→ What you should do:
Each entry needs to be reproduced exactly as it is.

→ Records:

********************

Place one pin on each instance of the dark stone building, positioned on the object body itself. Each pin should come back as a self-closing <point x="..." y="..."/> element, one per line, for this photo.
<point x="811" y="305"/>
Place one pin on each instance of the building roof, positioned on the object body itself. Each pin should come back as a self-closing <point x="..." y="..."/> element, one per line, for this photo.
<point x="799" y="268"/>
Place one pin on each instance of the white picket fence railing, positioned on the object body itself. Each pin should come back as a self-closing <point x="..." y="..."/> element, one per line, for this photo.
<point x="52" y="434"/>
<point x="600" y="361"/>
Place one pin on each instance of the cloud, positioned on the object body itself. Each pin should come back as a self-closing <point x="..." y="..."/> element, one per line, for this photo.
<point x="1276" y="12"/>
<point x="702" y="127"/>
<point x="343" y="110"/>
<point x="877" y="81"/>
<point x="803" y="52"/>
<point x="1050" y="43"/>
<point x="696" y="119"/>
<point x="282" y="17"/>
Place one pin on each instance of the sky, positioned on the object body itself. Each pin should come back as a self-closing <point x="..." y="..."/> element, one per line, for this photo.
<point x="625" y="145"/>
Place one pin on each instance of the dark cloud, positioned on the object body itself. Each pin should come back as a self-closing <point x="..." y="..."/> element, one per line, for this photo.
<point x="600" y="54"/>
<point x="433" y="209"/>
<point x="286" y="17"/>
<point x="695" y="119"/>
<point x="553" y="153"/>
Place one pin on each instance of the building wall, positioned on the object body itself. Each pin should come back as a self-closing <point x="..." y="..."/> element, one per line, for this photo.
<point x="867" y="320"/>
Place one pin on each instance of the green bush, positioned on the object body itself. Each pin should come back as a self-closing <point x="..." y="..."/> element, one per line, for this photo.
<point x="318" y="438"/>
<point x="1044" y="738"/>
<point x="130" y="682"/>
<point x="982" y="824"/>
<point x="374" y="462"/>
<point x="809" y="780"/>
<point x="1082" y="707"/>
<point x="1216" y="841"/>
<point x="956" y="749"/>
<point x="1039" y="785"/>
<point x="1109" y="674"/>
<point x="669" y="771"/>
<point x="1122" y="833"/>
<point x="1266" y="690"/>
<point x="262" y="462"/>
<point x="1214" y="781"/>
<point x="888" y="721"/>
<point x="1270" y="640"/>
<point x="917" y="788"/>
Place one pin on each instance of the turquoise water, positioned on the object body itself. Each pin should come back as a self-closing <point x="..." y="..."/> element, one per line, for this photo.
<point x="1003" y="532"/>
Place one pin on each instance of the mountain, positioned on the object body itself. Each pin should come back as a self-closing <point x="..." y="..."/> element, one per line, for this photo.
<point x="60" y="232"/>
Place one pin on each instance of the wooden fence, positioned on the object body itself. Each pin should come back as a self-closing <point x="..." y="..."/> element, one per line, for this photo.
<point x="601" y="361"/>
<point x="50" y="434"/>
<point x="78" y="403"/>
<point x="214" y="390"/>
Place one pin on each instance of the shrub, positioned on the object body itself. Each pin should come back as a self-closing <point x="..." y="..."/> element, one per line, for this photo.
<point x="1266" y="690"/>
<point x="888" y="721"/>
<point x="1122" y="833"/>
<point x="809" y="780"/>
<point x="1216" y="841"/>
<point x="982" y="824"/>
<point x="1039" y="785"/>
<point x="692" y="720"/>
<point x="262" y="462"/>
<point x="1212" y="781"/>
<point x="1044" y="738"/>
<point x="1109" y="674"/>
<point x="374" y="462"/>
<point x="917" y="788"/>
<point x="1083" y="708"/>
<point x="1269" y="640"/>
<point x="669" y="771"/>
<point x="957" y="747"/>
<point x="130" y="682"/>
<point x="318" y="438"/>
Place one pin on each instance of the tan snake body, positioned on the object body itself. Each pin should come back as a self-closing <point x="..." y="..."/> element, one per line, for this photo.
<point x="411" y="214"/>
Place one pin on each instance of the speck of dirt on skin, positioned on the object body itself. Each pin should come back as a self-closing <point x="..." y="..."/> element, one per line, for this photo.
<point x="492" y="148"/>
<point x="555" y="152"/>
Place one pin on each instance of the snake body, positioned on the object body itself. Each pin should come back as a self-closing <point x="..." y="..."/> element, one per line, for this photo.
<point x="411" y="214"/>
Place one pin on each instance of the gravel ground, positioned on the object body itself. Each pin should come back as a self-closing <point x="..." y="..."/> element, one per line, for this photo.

********************

→ Expected output:
Place one pin on each instance of the dark stone building, positioned on the object body itself. Each pin should come back as a self-closing <point x="..." y="..."/> element, one per line, for this photo.
<point x="811" y="305"/>
Place one pin on each instance of the building roof, positioned on the object body itself. Each pin should come back as a self-closing <point x="..." y="..."/> element, one per line, for this photo.
<point x="799" y="268"/>
Place one pin on each instance of the white picket fence railing, positioned on the object body itself. Each pin should come back as a self-closing <point x="..." y="..."/> element, one per line, for this photo.
<point x="52" y="434"/>
<point x="600" y="361"/>
Place one pin on each instance of the cloud, positioned on the object body itself. Each pin should come back as a self-closing <point x="..." y="..."/> element, one per line, for this photo.
<point x="1276" y="12"/>
<point x="702" y="127"/>
<point x="343" y="110"/>
<point x="877" y="81"/>
<point x="803" y="52"/>
<point x="1050" y="43"/>
<point x="696" y="119"/>
<point x="282" y="17"/>
Place one pin on each instance of the sky, positioned on the object body itself. Each pin should come back as a self-closing <point x="..." y="..."/> element, one per line, for this photo.
<point x="625" y="145"/>
Place one pin on each instance of the dark cloud, positioned on the object body itself. Each pin should come back as a self-closing <point x="..." y="..."/> element, one per line, for this photo.
<point x="600" y="54"/>
<point x="433" y="209"/>
<point x="286" y="17"/>
<point x="695" y="119"/>
<point x="553" y="153"/>
Place one pin on each instance of the building wall, positioned on the object body itself. Each pin should come back as a self-closing <point x="..." y="..."/> element, one per line, for this photo.
<point x="867" y="320"/>
Place one pin on each instance of the green bush, positioned on the object body itself. Each pin should come back as a self-closing <point x="..." y="..."/> element, one per line, for this photo.
<point x="318" y="438"/>
<point x="1044" y="738"/>
<point x="130" y="682"/>
<point x="982" y="824"/>
<point x="374" y="462"/>
<point x="809" y="780"/>
<point x="1082" y="707"/>
<point x="1216" y="841"/>
<point x="956" y="749"/>
<point x="1039" y="785"/>
<point x="1109" y="674"/>
<point x="669" y="771"/>
<point x="1122" y="833"/>
<point x="1266" y="690"/>
<point x="262" y="462"/>
<point x="1214" y="781"/>
<point x="888" y="721"/>
<point x="1270" y="640"/>
<point x="917" y="788"/>
Place one pin on each instance of the turquoise water, positioned on the object body itself. Each pin should come back as a self-closing <point x="..." y="..."/> element, one per line, for this photo.
<point x="1003" y="532"/>
Place one pin on each instance of the mountain, positioned on the object body itself. Each pin should come back as a self-closing <point x="..." y="..."/> element, one per line, for this photo.
<point x="60" y="232"/>
Place one pin on each instance of the wooden fence, positioned on the object body itself. Each pin should come back as a self-closing <point x="..." y="..."/> element, one per line, for this photo.
<point x="601" y="361"/>
<point x="50" y="434"/>
<point x="78" y="403"/>
<point x="214" y="390"/>
Place one pin on each instance of the shrub, positioned on the object body itself. Each pin should come back as a self-closing <point x="..." y="..."/> element, one per line, for this photo.
<point x="1266" y="690"/>
<point x="888" y="721"/>
<point x="1122" y="833"/>
<point x="809" y="780"/>
<point x="1216" y="841"/>
<point x="982" y="824"/>
<point x="1039" y="785"/>
<point x="692" y="720"/>
<point x="262" y="462"/>
<point x="1212" y="781"/>
<point x="1044" y="738"/>
<point x="1109" y="674"/>
<point x="374" y="462"/>
<point x="917" y="788"/>
<point x="1083" y="708"/>
<point x="1269" y="640"/>
<point x="669" y="771"/>
<point x="957" y="747"/>
<point x="130" y="682"/>
<point x="318" y="438"/>
Place one pin on each instance of the tan snake body, positioned on the object body itself. Each pin should come back as a self-closing <point x="..." y="..."/> element, one per line, for this photo.
<point x="411" y="214"/>
Place one pin on each instance of the speck of dirt on skin, positioned on the object body itself. Each pin should come back as a self-closing <point x="..." y="..."/> element, one per line, for this photo.
<point x="492" y="148"/>
<point x="555" y="152"/>
Place one pin on each instance of the snake body, positioned on the object body itself. Each pin should come back as a self-closing <point x="..." y="..."/> element, one per line, for this photo.
<point x="411" y="214"/>
Place one pin on each instance of the gravel ground, positioned on the object body itself. Each pin should come back as a self-closing <point x="..." y="..."/> element, one per line, for this photo.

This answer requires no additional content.